+++ TEXTO DE LA PÁGINA

Por estas y otras razones, la inmensa mayoría de los investigadores que trabajan hoy en este tema han adoptado el monismo psicofísico. Esta concepción sostiene que hay una única substancia en el universo –la materia– y que la mente consiste en funciones o procesos materiales.
Para explicar de qué modo ocurre esto, los monistas psicofísicos suelen recurrir a la noción de emergencia. En el transcurso de la evolución –dicen– los objetos materiales se van ensamblando en estructuras cada vez más complejas, y en este proceso emergen nuevas propiedades de las que los componentes individuales carecen.
Un ejemplo de propiedad emergente sería el estado de agregación: una molécula aislada no es un gas, ni un líquido, ni un sólido, pero al ensamblarse con otros trillones de moléculas similares emerge el estado de agregación correspondiente, con su comportamiento específico. Con la mente –dicen los materialistas– ocurre en esencia lo mismo.
Esto, sin embargo, no resuelve todos los problemas. Los físicos pueden explicar, por ejemplo, el comportamiento de un gas a partir de las propiedades de las moléculas individuales. La teoría cinética de los gases brinda una explicación de ese tipo. No se puede decir lo mismo de las propiedades mentales. Lo que los neurofisiólogos pueden hacer a lo sumo es correlacionar. Por ejemplo, correlacionar las sensaciones visuales con la activación de un grupo X de neuronas. Pero esto claramente no explica la experiencia subjetiva de ver el bellísimo rojo de un cielo de verano al atardecer.
Un pensador que ha insistido en esta limitación del monismo psicofísico es el filósofo estadounidense Thomas Nagel. En un famoso artículo llamado What is it like to be a bat y en un libro posterior llamado The view from nowhere, Nagel sostiene que la ciencia presupone una descripción objetiva del mundo, en tercera persona. Deja por lo tanto afuera -por método- a la descripción subjetiva, o en primera persona. El problema –dice Nagel– es que en el estudio de la conciencia, dejar afuera a la perspectiva de primera persona es dejar afuera todo lo importante.

++++++

● **CONSIGNA DE TRABAJO 1**
Enumera los estados de agregación que el texto sobre el monismo psicofísico menciona al describir lo que una molécula aislada no es.
● **CONSIGNA DE TRABAJO 2**
Continúa el texto sobre el monismo psicofísico a partir de su última oración.

+++ MATERIAL PROPORCIONADO

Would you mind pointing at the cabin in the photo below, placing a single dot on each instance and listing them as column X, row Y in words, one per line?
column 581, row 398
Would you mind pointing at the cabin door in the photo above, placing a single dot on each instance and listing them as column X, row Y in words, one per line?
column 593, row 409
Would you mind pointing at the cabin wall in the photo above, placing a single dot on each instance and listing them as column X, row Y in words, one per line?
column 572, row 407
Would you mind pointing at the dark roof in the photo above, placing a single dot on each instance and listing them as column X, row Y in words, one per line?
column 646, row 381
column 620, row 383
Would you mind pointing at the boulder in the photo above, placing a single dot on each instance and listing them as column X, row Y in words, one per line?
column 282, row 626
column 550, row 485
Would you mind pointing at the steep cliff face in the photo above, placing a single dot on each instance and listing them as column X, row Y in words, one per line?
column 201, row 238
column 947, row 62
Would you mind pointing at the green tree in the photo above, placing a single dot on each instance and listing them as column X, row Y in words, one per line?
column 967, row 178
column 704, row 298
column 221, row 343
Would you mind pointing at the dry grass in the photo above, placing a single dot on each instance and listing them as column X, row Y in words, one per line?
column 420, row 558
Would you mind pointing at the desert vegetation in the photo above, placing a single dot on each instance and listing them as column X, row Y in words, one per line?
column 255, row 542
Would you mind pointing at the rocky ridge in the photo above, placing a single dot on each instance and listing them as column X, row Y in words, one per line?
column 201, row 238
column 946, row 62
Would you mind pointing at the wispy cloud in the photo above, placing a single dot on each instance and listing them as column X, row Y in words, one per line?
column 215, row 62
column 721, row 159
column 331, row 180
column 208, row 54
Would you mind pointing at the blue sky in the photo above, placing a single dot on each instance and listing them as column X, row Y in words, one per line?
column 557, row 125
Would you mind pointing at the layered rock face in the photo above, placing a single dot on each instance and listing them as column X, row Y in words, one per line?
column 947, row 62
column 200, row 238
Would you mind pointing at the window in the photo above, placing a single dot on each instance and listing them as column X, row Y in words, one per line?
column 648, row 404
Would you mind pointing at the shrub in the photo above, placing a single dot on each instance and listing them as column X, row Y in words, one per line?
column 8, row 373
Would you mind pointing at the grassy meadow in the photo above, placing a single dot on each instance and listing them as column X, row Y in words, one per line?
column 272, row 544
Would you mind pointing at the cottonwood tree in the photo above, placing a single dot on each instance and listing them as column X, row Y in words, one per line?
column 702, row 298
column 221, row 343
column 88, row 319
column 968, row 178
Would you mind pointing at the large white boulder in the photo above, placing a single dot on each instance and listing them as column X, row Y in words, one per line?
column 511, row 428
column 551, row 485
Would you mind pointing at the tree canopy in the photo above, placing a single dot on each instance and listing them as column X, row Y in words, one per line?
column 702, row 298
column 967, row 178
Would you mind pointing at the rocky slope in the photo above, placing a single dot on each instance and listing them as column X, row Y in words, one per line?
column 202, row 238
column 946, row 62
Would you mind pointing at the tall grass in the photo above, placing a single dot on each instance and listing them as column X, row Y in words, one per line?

++++++

● **RESPUESTA ESCRITA 1**
gas, líquido, sólido

● **RESPUESTA ESCRITA 2**
El tema es sumamente controversial y la postura de Nagel es criticada por otro notable filósofo estadounidense, Daniel Dennett, quien en su libro Consciousness explained niega que las experiencias subjetivas sean privadas e inaccesibles como Nagel las describe. Hay una novela, absolutamente deliciosa, del inglés David Lodge, basada en esta controversia. El protagonista de la novela –un doctor Messenger, inspirado explícitamente en Daniel Dennett- se enfrenta a una novelista de formación católica, aunque no practicante, que defiende el carácter eminentemente subjetivo de la conciencia. La novela, que se llama Pensamientos secretos, es divertidísima y, a la vez, muy aleccionadora. Se la recomiendo mucho a mis improbables lectores.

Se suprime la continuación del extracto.